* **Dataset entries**
:::::
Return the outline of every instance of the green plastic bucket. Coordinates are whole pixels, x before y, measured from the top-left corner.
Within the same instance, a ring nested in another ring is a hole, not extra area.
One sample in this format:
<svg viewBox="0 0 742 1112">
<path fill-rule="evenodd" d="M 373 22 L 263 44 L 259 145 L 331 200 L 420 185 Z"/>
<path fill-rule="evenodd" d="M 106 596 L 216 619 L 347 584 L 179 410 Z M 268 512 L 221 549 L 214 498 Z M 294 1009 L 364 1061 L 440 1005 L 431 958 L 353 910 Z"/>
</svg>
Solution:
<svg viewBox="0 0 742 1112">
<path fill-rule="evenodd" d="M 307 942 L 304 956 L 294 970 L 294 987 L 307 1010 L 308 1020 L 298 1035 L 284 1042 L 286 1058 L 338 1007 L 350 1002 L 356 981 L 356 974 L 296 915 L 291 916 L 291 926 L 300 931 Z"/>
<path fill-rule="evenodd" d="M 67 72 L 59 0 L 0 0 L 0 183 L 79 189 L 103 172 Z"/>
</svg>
:::::
* **THE PROBLEM**
Print again each line of the listing above, exactly as it appears.

* **SOLVED PROBLEM**
Return the outline of every instance of the green plastic bucket. Coordinates are whole pixels, x before y, measured from the top-left corner.
Within the same instance, a ring nested in another ring is a hole, not extra area.
One sample in this format:
<svg viewBox="0 0 742 1112">
<path fill-rule="evenodd" d="M 373 22 L 263 44 L 259 145 L 331 200 L 420 185 Z"/>
<path fill-rule="evenodd" d="M 106 596 L 216 619 L 347 584 L 179 410 Z M 268 512 L 221 549 L 214 498 Z M 294 1009 L 364 1061 L 440 1005 L 431 958 L 353 910 Z"/>
</svg>
Solution:
<svg viewBox="0 0 742 1112">
<path fill-rule="evenodd" d="M 307 942 L 304 956 L 294 970 L 294 987 L 307 1010 L 308 1020 L 298 1035 L 284 1042 L 286 1058 L 338 1007 L 350 1002 L 356 981 L 356 974 L 296 915 L 291 916 L 291 926 L 300 931 Z"/>
<path fill-rule="evenodd" d="M 67 72 L 59 0 L 0 0 L 0 183 L 79 189 L 103 172 Z"/>
</svg>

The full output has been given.